● The records:
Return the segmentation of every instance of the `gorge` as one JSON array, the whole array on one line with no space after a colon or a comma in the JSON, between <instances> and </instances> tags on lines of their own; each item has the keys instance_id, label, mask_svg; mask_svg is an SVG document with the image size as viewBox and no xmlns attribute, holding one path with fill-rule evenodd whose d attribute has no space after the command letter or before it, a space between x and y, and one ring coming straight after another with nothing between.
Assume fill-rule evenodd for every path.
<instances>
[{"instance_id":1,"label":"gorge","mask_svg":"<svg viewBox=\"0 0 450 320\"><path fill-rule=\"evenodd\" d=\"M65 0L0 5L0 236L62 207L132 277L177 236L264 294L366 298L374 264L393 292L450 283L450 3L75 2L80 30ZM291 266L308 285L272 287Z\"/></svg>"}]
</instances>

● Problem to work on: Every entry is to be restated word for word, with nothing dropped.

● Exercise solution:
Return the segmentation of every instance of the `gorge` as one JSON array, the whole array on one line with no space after a colon or a comma in the JSON, between <instances> and </instances> tags on lines of their own; each item has the keys instance_id, label, mask_svg; mask_svg is an SVG document with the image size as viewBox and no xmlns attribute, holding one path with fill-rule evenodd whose d attribute has no space after the command letter or before it, a space between x and y, and one ring coming straight after another with nothing between.
Assume fill-rule evenodd for every path.
<instances>
[{"instance_id":1,"label":"gorge","mask_svg":"<svg viewBox=\"0 0 450 320\"><path fill-rule=\"evenodd\" d=\"M65 0L0 5L0 236L62 207L132 277L177 236L264 294L366 298L374 264L393 292L450 283L450 3L75 2L80 30ZM291 266L308 285L272 287Z\"/></svg>"}]
</instances>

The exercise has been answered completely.